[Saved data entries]
%%

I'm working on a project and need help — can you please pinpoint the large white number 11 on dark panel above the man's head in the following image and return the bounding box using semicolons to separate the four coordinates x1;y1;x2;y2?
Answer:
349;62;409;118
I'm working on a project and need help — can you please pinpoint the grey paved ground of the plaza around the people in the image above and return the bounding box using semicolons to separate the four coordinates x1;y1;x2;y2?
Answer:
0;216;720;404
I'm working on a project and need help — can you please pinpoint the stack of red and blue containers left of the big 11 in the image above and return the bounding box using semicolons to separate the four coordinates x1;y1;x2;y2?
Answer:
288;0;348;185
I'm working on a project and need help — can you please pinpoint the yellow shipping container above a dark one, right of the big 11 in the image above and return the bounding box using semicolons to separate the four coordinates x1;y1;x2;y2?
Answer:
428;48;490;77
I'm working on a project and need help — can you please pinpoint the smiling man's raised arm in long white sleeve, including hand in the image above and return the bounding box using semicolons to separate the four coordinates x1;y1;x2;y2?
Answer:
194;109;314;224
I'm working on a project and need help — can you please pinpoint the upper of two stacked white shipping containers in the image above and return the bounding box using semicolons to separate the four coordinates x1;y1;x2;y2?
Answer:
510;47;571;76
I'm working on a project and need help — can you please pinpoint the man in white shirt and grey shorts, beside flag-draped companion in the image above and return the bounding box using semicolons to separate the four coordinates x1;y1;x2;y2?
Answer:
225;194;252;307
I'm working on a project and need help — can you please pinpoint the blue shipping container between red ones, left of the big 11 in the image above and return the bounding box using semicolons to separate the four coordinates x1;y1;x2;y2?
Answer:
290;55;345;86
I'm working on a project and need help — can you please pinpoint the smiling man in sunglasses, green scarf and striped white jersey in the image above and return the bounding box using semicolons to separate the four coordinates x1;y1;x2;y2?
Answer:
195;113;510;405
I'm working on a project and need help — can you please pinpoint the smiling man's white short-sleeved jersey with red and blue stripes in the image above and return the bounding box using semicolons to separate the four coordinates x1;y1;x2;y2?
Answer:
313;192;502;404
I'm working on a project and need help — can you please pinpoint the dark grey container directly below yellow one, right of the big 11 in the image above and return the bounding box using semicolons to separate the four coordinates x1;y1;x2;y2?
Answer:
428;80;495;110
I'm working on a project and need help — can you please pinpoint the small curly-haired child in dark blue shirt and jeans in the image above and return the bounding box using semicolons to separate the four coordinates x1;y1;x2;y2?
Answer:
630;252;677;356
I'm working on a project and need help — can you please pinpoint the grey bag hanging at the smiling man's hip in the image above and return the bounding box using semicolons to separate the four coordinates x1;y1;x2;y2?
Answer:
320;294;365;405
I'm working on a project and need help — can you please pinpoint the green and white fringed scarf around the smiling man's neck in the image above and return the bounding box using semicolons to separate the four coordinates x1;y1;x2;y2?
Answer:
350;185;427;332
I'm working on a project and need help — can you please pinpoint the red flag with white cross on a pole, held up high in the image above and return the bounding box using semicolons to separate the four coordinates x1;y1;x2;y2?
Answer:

%%

Report the lines above that have the word "containers" in them.

I'm working on a project and need help — can you please pinpoint the stack of red and blue containers left of the big 11 in the image above and return the bounding box using semicolons to separate the four coordinates x1;y1;x2;y2?
I'm working on a project and need help — can you please pinpoint the upper of two stacked white shipping containers in the image above and return the bounding box using semicolons to separate the four coordinates x1;y1;x2;y2?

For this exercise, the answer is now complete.